_Description of the task_. What follows is a set of records. Repeat every one of them exactly.
(Beginning of Data to use)
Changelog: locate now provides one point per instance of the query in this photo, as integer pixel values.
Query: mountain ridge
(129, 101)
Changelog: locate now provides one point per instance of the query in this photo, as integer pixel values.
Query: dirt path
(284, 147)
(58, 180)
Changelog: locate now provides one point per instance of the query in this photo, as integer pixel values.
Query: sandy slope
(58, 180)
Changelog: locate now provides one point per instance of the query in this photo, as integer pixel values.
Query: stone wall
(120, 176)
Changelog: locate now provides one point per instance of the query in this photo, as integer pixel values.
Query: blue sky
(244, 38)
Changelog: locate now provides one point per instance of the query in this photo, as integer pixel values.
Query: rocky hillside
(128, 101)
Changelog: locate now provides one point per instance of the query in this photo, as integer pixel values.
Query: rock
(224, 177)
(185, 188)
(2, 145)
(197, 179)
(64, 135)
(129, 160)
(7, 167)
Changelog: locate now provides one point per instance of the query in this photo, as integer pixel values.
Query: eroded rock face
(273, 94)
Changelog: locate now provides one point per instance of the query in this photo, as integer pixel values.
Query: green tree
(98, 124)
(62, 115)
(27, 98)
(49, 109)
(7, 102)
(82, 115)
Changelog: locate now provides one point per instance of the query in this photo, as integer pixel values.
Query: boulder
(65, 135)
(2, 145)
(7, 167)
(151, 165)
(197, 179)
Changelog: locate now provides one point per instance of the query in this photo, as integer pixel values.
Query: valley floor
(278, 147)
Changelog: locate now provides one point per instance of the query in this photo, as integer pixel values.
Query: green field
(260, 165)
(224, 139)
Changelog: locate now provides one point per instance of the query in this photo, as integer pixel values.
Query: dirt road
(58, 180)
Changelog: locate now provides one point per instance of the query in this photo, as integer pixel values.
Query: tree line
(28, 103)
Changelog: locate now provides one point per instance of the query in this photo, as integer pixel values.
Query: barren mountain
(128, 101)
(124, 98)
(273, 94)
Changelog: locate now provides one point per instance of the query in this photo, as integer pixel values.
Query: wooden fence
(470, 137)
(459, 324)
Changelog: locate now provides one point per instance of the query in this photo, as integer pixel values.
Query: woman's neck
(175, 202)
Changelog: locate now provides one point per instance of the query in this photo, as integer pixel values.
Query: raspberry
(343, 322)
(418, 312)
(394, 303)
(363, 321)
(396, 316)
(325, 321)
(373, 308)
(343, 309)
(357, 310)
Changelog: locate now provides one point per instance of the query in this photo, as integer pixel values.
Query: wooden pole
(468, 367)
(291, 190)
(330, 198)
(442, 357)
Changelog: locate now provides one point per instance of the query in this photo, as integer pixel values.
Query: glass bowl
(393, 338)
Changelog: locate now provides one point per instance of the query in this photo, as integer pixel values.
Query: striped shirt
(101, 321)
(End of Data to use)
_Result of this task_.
Changelog: locate now provides one point per instance of the query in this photo, as integer pixel values.
Query: mountain ridge
(129, 101)
Changelog: locate now provides one point per instance of the query in this photo, as integer pixel values.
Query: dirt path
(284, 147)
(58, 180)
Changelog: locate now provides one point per instance of the query in this photo, as integer pixel values.
Query: sandy slope
(58, 180)
Changelog: locate now provides one point per instance of the query in this photo, as integer pixel values.
Query: stone wall
(120, 176)
Changelog: locate now provides one point per instance of the query in this photo, as integer pixel values.
Query: blue sky
(244, 38)
Changelog: locate now provides one point per instance of the query in this photo, as integer pixel values.
Query: rocky hillside
(128, 101)
Changelog: locate now provides one point per instance of the query in this photo, as integer pixel values.
Query: rock
(224, 177)
(185, 188)
(2, 145)
(197, 179)
(64, 135)
(129, 160)
(7, 167)
Changelog: locate now provides one point per instance of the query in this photo, as integer pixel values.
Query: eroded rock face
(273, 94)
Changelog: locate now provides one point per instance of the query in this photo, as integer pixel values.
Query: green tree
(98, 124)
(62, 115)
(27, 98)
(49, 109)
(7, 102)
(82, 115)
Changelog: locate now provides one point per instance of the query in this photo, as integer pixel values.
Query: boulder
(65, 135)
(2, 145)
(7, 167)
(151, 165)
(197, 179)
Changelog: locate now provides one point per instance of the query in this photo, as integer pixel values.
Query: valley floor
(278, 147)
Changelog: locate now provides one point per instance of the query in this photo, as integer pixel values.
Query: green field
(260, 165)
(224, 139)
Changelog: locate now provides one point per instance of the query in this photo, as integer pixel values.
Query: dirt road
(58, 180)
Changelog: locate now provides one point per instance of the query in this photo, as integer pixel values.
Query: tree line
(28, 103)
Changelog: locate now provides one point per instance of the query in this photo, as integer pixel values.
Query: barren mountain
(128, 101)
(124, 98)
(273, 94)
Changelog: locate now provides one point per instance of the query in this photo, as integer pixel values.
Query: wooden fence
(470, 137)
(459, 324)
Changelog: locate now provides one point per instance of the query in this photo, as integer pixel values.
Query: woman's neck
(175, 202)
Changelog: locate now provides one point per instance of the query in this photo, as integer pixel values.
Query: raspberry
(343, 322)
(418, 312)
(394, 303)
(363, 321)
(396, 316)
(325, 321)
(373, 308)
(343, 309)
(357, 310)
Changelog: locate now provides one point per instance of the query in this photo, as integer pixel values.
Query: wooden pole
(468, 367)
(291, 190)
(330, 198)
(442, 357)
Changelog: locate now provides one point per instance of the query in this photo, as integer pixel values.
Query: glass bowl
(393, 338)
Changelog: locate now provides one point per instance of the query in this photo, as integer pixel values.
Query: striped shirt
(101, 321)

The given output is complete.